— start of Selected extract —

First, let’s answer the riddle. The solution is just the probability of
observing a batting average of 0.400 or greater. The first value is
computed using dbinom()
and the second cumulative probability is
calculated using pbinom()
, setting lower.tail = FALSE
to get the
tail above 0.400.
num_at_bats <- 60 * 4
real_batting_average <- 0.350
target_batting_average <- 0.400
prob_at_400 <- dbinom(x = target_batting_average * num_at_bats,
size = num_at_bats,
prob = real_batting_average)
prob_above_400 <- pbinom(q = target_batting_average * num_at_bats,
size = num_at_bats,
prob = real_batting_average,
lower.tail = FALSE)
prob_at_400 + prob_above_400
#> [1] 0.06083863
Under the described assumptions, there is a 6.1% chance of reaching a batting average of 0.400 in the shorter season.
For comparison, the chance for a normal 162-game season is calculated below. Because $0.400 \times 162 \times 4$ is a non-integer value, an exact 0.400 batting average cannot be obtained. Therefore, only the probability of a batting average greater than 0.400 needs to be calculated.
num_at_bats <- 162 * 4
real_batting_average <- 0.350
target_batting_average <- 0.400
prob_above_400 <- pbinom(q = target_batting_average * num_at_bats,
size = num_at_bats,
prob = real_batting_average,
lower.tail = FALSE)
prob_above_400
#> [1] 0.003789922
Over 162 games, there is a 0.4% chance of achieving a batting average of at least 0.400.
Simulation#
The solution to this riddle could also be found by simulating a whole bunch of seasons with the real batting average of 0.350 and then just counting how frequently the simulations resulted in an observed batting average of 0.400.
A single season can be simulated using the rbinom()
function where n
is the number of seasons to simulate, size
takes the number of at
bats, and prob
takes the true batting average. The returned value is a
sampled number of hits (“successes”) over the season from the binomial
distribution.
The first example shows the observed batting average from a single season.
num_at_bats <- 60 * 4
real_batting_average <- 0.350
target_batting_average <- 0.400
rbinom(n = 1, size = num_at_bats, prob = real_batting_average) / num_at_bats
#> [1] 0.3375
The n = 1
can just be replaced with a large number to simulate a bunch
of seasons. The average batting average over these seasons should be
close to the true batting average.
n_seasons <- 1e6 # 1 million simulations.
sim_res <- rbinom(n = n_seasons,
size = num_at_bats,
prob = real_batting_average)
sim_res <- sim_res / num_at_bats
# The average batting average is near the true batting average of 0.350.
mean(sim_res)
#> [1] 0.3500121
The full distribution of batting averages over the 1 million simulations is shown below.

— end of Selected extract —
— start of Supplied material —

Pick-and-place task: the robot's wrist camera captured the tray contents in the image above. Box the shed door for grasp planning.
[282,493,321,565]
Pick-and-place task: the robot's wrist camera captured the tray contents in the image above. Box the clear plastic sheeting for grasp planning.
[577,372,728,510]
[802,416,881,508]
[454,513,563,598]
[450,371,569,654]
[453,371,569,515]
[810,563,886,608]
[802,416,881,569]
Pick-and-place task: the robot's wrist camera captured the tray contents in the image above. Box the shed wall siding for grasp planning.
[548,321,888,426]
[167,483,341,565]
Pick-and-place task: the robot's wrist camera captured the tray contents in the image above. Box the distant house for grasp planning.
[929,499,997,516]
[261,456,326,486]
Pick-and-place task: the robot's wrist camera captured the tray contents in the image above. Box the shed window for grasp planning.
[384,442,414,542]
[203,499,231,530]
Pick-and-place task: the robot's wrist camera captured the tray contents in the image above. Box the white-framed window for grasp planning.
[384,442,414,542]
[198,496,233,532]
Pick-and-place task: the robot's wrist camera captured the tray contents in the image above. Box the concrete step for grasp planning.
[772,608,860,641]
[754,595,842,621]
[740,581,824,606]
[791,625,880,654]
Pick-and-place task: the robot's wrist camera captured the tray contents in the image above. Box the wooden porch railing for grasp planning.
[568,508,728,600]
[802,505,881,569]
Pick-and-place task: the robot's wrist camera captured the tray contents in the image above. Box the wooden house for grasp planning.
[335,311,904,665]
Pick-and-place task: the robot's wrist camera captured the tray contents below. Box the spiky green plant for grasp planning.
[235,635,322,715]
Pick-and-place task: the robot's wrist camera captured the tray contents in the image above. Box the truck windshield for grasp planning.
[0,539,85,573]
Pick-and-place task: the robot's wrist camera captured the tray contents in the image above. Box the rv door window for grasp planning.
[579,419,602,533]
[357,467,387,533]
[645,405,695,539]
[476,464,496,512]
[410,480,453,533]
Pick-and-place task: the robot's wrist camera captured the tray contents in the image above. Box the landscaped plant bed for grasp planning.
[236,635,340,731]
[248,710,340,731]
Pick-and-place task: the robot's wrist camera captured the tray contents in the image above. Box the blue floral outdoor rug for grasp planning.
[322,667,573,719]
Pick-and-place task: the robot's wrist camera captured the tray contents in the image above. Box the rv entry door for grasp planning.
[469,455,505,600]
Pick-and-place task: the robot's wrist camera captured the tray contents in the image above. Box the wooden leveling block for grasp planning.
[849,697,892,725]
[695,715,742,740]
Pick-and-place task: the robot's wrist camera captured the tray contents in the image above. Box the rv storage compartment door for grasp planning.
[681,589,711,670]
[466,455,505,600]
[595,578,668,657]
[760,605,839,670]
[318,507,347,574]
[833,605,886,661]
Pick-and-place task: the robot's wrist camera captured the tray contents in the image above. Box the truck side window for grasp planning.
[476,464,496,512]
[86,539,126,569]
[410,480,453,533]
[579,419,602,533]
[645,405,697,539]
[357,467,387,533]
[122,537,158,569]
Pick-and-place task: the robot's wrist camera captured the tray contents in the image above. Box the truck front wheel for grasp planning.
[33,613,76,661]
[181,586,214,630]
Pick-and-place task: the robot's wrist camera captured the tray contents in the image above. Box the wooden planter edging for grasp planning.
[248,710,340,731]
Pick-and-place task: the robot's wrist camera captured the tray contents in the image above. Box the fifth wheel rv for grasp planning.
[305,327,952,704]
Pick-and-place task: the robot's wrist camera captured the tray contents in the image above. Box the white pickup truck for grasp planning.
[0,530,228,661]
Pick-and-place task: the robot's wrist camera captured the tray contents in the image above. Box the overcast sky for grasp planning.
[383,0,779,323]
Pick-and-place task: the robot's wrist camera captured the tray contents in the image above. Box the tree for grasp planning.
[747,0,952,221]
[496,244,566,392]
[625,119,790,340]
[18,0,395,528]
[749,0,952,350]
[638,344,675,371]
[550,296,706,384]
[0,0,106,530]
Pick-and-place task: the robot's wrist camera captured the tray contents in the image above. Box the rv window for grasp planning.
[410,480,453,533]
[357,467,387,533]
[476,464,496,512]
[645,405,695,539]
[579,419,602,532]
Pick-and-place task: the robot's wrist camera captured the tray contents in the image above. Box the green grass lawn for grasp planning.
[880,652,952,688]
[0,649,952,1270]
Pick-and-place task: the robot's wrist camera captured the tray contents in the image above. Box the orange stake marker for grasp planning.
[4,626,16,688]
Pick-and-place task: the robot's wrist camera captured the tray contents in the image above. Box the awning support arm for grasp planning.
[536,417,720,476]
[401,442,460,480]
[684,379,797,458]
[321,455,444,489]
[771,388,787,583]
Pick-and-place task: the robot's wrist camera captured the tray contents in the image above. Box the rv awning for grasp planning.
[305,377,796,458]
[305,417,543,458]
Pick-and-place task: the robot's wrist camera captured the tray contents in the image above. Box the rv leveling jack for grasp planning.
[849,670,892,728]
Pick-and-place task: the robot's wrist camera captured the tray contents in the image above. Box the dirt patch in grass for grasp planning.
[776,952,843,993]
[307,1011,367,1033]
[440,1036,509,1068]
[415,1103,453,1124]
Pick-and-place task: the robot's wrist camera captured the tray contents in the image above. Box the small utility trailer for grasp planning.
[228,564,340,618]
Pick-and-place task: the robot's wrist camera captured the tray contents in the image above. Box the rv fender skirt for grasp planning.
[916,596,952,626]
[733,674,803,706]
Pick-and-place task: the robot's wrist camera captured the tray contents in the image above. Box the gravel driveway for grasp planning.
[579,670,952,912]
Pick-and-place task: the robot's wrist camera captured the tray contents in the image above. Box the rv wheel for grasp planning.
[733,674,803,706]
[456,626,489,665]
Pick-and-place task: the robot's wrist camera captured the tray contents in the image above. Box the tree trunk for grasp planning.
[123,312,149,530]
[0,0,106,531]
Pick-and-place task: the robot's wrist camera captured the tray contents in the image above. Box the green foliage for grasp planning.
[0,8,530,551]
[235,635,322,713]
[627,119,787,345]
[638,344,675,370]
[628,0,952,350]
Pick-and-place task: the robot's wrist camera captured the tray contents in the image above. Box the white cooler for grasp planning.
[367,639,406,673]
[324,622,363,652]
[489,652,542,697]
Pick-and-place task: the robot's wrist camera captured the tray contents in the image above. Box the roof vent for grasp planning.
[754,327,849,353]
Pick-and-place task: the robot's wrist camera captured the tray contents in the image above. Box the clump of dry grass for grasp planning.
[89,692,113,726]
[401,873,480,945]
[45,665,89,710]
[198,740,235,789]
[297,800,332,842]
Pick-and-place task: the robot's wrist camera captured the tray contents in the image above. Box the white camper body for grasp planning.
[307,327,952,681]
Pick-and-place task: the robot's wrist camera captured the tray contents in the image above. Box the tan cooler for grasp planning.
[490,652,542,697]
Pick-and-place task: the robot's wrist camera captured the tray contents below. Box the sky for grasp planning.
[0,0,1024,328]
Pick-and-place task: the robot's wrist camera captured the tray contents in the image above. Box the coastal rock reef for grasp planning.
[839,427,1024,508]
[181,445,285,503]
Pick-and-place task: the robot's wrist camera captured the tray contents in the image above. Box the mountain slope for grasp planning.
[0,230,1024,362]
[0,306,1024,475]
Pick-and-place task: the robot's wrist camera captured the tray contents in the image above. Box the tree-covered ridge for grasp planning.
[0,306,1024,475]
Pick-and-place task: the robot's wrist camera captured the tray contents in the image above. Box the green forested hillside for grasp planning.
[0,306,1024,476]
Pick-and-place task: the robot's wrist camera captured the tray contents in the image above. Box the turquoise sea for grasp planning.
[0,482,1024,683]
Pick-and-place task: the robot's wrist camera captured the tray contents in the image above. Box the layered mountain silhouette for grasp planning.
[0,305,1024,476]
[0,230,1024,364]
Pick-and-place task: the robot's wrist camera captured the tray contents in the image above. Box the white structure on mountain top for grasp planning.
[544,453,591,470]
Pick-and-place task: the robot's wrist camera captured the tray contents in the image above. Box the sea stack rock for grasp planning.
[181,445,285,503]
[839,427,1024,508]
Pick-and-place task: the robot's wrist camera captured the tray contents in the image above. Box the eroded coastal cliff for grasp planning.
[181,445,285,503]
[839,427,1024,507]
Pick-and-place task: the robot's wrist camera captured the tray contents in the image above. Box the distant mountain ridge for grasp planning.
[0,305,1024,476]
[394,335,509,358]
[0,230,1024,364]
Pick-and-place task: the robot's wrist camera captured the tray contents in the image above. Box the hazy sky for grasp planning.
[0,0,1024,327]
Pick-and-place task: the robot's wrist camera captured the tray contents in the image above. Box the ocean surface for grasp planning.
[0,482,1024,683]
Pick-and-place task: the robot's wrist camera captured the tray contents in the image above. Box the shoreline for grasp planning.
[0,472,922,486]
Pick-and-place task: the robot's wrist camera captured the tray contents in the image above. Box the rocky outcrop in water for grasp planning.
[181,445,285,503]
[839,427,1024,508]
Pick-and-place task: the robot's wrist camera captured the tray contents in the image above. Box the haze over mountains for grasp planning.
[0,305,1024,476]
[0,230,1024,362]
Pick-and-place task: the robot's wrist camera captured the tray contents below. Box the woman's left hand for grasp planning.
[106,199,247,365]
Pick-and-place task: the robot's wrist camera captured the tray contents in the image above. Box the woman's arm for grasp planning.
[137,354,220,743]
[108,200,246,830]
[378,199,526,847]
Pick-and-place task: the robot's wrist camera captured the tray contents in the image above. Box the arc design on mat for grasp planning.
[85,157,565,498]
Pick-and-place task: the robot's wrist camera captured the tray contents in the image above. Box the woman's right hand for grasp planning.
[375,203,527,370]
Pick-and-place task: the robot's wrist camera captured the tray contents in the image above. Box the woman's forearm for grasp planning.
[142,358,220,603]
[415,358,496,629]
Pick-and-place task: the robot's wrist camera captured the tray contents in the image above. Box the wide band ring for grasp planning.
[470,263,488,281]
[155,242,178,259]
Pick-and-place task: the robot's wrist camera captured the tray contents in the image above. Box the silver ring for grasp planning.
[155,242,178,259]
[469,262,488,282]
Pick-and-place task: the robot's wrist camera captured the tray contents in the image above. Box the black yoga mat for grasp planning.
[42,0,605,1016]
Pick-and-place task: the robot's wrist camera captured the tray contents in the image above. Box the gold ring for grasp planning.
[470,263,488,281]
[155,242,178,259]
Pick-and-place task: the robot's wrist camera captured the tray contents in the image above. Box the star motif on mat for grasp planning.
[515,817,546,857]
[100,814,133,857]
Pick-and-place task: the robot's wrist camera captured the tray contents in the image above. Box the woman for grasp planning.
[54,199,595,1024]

— end of Supplied material —

## [Description of the task]
According to the batting-average extract, what is the chance of achieving a batting average of at least 0.400 over a 162-game season?

## [Response]
A 0.4% chance.